■ **Goal 1**
Reproduce the passage of the life cycle costing section starting with "To complement the" and going on through "realistic cost estimation.".
■ **Goal 2**
According to the life cycle costing section, where were the financial data for the cost analysis gathered from?

■ **Extract**
+ + + + +

2.5. Life Cycle Costing (LCC) Analysis

To complement the environmental evaluation, a life cycle costing (LCC) analysis was performed to assess the economic feasibility of integrating zeolite and various fiber types into HPC [45,46]. LCC provides a holistic view of the total financial investment required over the entire lifespan of the material, from initial production and construction to maintenance and end-of-life disposal [47]. This economic assessment included material procurement costs [48,49,50].

The cost analysis considered both the upfront expenses and the long-term economic benefits associated with enhanced durability, reduced repair frequency, and lower maintenance costs over the structure’s service life [51,52]. The financial data were gathered from market prices and industry reports, ensuring a realistic cost estimation.

+ + + + +

■ **Entries**
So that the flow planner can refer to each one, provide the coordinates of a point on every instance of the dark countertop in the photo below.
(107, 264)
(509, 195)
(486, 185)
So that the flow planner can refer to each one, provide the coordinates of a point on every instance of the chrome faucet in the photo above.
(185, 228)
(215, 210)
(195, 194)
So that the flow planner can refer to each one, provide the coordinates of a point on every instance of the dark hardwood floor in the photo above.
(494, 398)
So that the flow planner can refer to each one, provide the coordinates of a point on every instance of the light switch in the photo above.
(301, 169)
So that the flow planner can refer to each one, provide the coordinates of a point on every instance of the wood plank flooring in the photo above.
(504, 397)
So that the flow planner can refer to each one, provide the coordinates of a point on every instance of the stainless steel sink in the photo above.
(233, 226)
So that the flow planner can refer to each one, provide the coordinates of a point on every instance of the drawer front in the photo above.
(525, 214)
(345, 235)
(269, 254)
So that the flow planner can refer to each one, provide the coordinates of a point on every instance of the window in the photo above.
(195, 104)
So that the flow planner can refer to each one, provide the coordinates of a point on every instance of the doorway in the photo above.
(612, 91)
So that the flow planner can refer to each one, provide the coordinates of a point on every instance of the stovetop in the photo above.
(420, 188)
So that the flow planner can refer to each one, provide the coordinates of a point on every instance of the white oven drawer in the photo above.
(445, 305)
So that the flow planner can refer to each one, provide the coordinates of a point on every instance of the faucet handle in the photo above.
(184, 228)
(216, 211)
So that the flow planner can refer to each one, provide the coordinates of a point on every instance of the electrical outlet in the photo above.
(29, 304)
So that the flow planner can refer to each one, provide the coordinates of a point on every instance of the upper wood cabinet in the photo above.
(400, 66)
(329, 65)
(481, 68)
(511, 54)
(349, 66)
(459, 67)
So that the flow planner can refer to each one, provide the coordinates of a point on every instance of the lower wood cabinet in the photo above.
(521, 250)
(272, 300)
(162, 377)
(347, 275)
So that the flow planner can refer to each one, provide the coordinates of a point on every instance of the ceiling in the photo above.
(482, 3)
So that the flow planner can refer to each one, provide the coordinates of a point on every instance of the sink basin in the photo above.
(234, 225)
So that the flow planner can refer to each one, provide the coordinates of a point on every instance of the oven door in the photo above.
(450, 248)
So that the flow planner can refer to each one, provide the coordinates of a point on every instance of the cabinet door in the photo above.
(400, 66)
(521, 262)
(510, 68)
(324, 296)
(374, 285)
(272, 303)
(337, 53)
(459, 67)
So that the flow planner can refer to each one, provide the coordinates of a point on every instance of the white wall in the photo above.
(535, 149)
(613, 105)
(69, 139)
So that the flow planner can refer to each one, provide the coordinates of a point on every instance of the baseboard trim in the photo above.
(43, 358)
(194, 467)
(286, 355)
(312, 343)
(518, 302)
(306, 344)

+ + + + +

■ **Written answer 1**
To complement the environmental evaluation, a life cycle costing (LCC) analysis was performed to assess the economic feasibility of integrating zeolite and various fiber types into HPC [45,46]. LCC provides a holistic view of the total financial investment required over the entire lifespan of the material, from initial production and construction to maintenance and end-of-life disposal [47]. This economic assessment included material procurement costs [48,49,50].

The cost analysis considered both the upfront expenses and the long-term economic benefits associated with enhanced durability, reduced repair frequency, and lower maintenance costs over the structure’s service life [51,52]. The financial data were gathered from market prices and industry reports, ensuring a realistic cost estimation.

■ **Written answer 2**
From market prices and industry reports.